- [Selected excerpt]
Content starts
Monday, November 20, 2006

Humanistic Therapy

Humanistic approaches evolved mainly as an opposition to the highly mechanistic and deterministic elements of both the psychodynamic and behavioral approaches. Proponents of this school argue that frustrations in human existence, especially problems that arise from alienation and conflicts within the self-concept lead to emotional problems. Humanistic therapists also believe in the ability of the patient to make his or her own choices and to control their future. In order to help these individuals to make their own choices, therapy involves making them aware of their hidden emotions and desires. In this way, humanistic therapy is very much like psychodynamic treatment in that it emphasizes insight-oriented methods. However, since humanistic therapists are more concerned with how their patients are feeling and not necessarily why they feel that way, the humanistic approach is actually more like behavioral therapy in its emphasis on the present. The most unique attribute of humanistic therapies is the vast importance of the patient- client relationship. Whereas in the psychodynamic and behavioral approaches this relationship is seen as the means to an end, in the humanistic approach, the relationship is the treatment. The goal of the treatment is not to solve all of the individual's problems, as in behavioral therapy, but rather to place more autonomy in the hands of the patient so that the patient can help him- or herself.
Content ends
- [What you are asked to do] Write the next part of the text on humanistic therapy, picking up after its final sentence. The data that comes next is from a separate source.

- [Material provided]
Content starts
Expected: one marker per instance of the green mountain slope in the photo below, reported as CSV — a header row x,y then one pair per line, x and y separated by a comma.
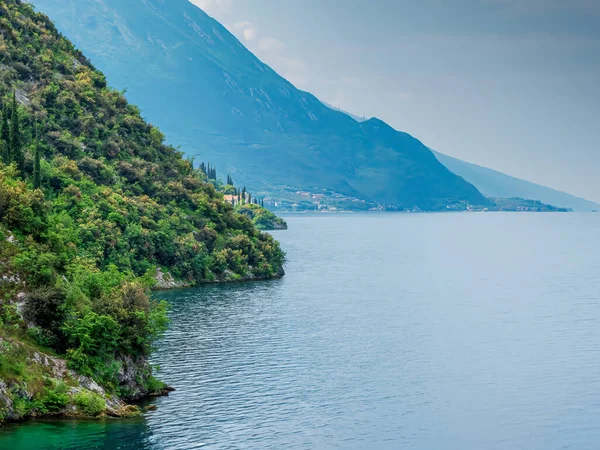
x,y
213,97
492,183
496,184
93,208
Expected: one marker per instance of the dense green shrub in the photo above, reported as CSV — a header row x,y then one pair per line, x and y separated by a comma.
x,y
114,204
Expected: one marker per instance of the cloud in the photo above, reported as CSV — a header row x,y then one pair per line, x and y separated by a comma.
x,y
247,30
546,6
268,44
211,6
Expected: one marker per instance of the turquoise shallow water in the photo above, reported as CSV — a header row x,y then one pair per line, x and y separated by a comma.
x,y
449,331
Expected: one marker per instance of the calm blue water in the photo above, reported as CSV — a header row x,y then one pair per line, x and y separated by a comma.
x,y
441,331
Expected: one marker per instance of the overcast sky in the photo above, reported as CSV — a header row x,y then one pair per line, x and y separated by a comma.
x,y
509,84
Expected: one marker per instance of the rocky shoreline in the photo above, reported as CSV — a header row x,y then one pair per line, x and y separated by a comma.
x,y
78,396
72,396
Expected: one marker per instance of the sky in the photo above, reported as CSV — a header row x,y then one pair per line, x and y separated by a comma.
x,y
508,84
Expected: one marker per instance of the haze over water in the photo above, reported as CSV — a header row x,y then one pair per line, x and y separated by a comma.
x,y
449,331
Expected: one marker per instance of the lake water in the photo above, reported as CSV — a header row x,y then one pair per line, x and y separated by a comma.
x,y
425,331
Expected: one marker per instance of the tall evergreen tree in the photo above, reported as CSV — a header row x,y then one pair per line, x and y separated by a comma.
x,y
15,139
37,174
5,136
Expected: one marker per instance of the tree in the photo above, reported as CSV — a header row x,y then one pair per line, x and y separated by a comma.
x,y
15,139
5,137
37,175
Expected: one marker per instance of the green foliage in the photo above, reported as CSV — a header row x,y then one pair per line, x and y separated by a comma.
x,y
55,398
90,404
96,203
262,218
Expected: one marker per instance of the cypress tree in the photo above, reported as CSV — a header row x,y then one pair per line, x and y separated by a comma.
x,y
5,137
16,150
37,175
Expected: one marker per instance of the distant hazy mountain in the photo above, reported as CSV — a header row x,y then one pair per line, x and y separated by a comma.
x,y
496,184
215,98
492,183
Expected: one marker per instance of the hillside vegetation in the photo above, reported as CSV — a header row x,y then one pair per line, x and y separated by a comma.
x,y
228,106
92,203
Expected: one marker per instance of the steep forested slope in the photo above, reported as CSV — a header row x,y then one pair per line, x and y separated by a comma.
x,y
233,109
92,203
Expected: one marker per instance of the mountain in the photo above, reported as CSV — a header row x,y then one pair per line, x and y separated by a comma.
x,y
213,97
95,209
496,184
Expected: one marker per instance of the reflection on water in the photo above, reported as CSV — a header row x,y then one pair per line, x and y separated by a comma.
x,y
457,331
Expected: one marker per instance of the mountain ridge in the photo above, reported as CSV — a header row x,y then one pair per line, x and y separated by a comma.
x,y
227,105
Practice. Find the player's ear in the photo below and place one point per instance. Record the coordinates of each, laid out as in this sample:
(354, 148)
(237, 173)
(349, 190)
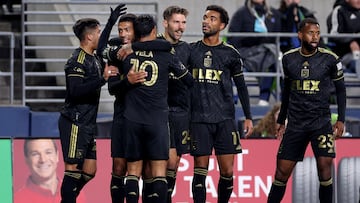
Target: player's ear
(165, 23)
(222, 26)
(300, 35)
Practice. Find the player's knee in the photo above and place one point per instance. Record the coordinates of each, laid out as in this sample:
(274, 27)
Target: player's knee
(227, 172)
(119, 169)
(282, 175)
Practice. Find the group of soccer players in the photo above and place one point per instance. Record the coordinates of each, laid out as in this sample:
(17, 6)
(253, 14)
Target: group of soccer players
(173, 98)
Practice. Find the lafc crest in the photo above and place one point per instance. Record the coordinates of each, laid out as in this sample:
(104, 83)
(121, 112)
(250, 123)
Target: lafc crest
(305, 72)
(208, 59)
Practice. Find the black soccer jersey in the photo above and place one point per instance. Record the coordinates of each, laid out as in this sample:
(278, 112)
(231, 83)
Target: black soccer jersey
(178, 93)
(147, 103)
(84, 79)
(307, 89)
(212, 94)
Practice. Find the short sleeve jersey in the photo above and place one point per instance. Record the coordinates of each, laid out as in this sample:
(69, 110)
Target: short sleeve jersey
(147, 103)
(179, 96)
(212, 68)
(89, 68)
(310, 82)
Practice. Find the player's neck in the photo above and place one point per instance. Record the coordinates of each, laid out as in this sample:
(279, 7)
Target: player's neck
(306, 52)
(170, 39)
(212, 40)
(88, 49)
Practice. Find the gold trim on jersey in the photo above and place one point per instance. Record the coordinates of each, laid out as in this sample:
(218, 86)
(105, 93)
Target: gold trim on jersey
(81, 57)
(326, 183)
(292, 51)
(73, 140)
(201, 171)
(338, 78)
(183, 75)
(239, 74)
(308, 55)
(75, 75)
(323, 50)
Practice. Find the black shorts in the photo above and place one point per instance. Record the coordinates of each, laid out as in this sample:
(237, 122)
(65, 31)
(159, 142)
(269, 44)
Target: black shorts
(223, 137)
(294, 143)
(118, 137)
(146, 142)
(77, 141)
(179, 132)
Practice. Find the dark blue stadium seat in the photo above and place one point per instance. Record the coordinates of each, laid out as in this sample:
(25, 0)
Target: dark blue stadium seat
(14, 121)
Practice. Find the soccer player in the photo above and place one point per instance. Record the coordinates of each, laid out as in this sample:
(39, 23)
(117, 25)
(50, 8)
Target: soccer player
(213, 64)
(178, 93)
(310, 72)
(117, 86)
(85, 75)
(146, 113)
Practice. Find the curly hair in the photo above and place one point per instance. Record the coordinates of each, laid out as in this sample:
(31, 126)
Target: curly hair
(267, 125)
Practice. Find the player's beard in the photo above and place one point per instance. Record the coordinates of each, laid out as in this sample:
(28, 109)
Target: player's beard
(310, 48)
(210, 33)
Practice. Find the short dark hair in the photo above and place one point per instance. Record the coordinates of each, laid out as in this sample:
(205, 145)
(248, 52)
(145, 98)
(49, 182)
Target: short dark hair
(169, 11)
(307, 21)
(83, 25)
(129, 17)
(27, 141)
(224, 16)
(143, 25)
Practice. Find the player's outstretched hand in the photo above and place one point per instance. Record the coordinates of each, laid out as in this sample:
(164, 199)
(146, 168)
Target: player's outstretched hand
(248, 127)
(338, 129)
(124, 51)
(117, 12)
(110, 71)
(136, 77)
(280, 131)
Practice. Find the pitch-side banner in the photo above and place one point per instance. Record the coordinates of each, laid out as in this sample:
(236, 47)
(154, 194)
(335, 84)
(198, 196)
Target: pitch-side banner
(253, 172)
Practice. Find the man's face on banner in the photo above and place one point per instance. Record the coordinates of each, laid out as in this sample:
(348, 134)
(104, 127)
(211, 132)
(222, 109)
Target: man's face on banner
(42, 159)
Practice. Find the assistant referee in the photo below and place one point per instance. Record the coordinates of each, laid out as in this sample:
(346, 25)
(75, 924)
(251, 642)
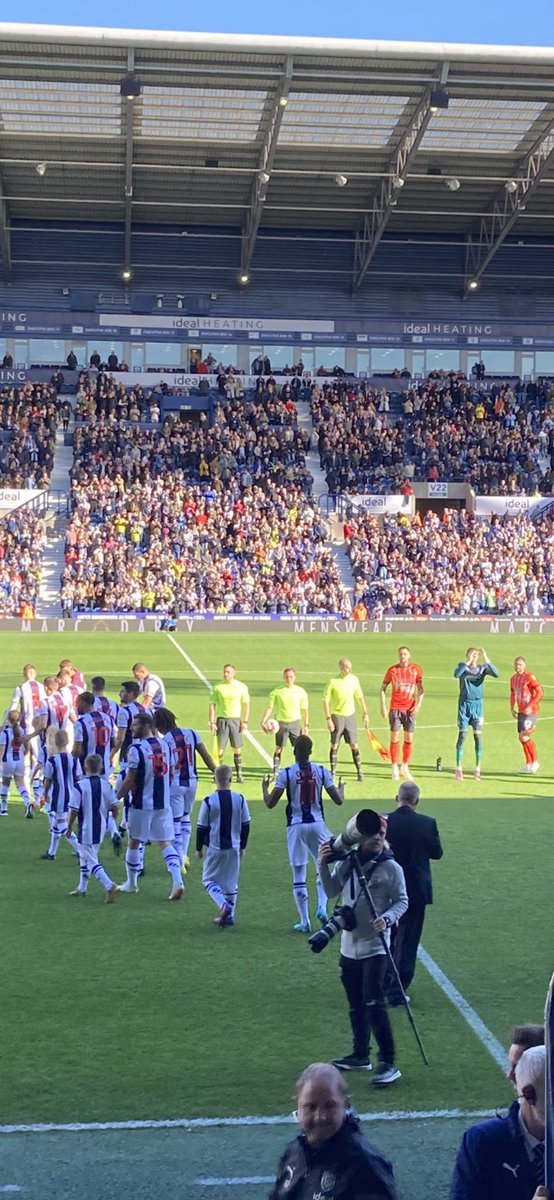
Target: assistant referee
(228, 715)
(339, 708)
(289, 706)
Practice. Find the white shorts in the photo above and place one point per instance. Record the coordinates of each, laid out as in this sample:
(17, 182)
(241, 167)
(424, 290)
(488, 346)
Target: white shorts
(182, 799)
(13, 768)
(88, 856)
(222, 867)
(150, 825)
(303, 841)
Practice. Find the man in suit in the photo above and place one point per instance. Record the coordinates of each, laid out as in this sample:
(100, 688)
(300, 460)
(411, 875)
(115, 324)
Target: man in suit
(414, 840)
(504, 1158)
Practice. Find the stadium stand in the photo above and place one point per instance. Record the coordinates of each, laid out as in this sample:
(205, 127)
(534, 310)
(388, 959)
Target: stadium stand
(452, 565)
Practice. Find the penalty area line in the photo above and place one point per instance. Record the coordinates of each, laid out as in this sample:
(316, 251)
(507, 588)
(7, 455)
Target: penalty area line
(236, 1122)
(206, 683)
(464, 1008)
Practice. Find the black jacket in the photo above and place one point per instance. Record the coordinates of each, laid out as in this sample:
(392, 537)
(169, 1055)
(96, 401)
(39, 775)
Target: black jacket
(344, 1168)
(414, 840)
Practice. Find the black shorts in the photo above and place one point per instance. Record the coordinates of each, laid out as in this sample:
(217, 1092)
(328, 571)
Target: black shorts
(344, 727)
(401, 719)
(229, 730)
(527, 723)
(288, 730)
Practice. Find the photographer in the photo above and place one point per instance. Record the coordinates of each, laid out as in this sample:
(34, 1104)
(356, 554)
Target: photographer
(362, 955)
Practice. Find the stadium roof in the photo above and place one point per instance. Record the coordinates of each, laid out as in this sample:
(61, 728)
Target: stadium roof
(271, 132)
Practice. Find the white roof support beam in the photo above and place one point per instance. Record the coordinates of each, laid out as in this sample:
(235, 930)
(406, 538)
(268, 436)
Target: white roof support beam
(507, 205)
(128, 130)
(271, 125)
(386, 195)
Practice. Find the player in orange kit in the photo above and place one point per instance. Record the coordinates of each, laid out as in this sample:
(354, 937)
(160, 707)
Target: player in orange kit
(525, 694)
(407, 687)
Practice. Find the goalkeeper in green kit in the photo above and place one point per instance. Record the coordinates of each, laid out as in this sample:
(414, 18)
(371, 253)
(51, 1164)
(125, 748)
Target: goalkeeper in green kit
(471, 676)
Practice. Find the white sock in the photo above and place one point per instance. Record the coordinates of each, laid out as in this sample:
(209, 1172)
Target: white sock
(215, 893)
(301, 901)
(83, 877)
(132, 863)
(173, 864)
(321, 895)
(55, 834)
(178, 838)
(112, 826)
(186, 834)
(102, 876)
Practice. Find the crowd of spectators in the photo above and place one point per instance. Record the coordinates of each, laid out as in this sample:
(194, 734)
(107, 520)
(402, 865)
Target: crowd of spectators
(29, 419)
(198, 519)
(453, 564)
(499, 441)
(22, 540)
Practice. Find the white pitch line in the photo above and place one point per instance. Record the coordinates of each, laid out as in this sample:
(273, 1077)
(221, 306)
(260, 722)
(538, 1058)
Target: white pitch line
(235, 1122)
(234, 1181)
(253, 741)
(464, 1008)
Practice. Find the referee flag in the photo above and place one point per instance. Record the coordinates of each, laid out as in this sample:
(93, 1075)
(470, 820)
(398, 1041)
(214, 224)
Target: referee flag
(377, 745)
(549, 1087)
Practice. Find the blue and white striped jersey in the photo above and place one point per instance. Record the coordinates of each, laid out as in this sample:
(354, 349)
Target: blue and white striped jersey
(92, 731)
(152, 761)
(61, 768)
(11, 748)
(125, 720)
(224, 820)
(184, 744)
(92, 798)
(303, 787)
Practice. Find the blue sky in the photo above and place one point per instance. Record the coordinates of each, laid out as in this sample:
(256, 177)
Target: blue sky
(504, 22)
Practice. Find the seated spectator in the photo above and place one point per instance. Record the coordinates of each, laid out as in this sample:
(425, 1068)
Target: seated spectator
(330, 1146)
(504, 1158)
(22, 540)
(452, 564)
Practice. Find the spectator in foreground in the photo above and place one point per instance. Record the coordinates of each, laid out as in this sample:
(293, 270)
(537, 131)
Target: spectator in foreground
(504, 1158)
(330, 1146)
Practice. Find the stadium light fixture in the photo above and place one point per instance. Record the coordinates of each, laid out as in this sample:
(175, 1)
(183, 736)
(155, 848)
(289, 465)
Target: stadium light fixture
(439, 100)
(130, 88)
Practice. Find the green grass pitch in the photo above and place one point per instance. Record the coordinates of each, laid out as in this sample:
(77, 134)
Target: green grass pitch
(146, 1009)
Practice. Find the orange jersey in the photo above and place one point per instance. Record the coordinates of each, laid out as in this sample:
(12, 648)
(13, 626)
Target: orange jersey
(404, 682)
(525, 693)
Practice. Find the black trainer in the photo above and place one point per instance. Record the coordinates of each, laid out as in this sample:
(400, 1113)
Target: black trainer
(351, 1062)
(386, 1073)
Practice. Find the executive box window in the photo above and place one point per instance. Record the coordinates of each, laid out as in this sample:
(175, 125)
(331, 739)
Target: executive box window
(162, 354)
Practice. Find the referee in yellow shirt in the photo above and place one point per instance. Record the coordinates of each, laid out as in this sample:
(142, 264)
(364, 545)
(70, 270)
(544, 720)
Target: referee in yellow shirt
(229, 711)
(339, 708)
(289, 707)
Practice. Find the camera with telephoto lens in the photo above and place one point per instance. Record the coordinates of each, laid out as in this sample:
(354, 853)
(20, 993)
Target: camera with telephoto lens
Content ends
- [Reply]
Variations of the Humanistic Approach

There are two major categories within the humanistic approach: client-centered therapy and gestalt therapy. A major pioneer of client-centered therapy was Carl Rogers. He believed in non-directive therapy, which means that the patient plays the primary role in generating his or her improvement. The premise of this therapeutic approach is that everyone has the ability to be self-directive, but we are often situated in invalidating environments that hinder the psychological process instead of healing. The goal, then, is to provide the individual with warmth, genuineness, empathy, and unconditional positive regard so that the individual can heal him- or herself. The role of the therapist, instead of acting like a "blank slate", as in psychoanalysis, becomes a basis of reflection of content and affect. The therapist exhibits his or her empathy by showing that he or she understands both the patient's expressed and not expressed emotion. And since the therapist does not assume the role of an expert, there is allowance for him or her to share personal experiences with the patient. The patient, who is being treated with a lot of respect and support, is referred to as a "client" rather than a patient.

Gestalt therapy, on the other hand, places the therapist in a very antagonistic position towards the patient. Although this form of therapy is also concerned with increasing emotional awareness, the method is for the therapist to confront the patient as being fake and phony until he or she expresses genuine emotion. Gestalt therapists especially emphasize the present by preferring that the patient truly experience an emotion instead of simply talking about how he or she feels in abstract terms.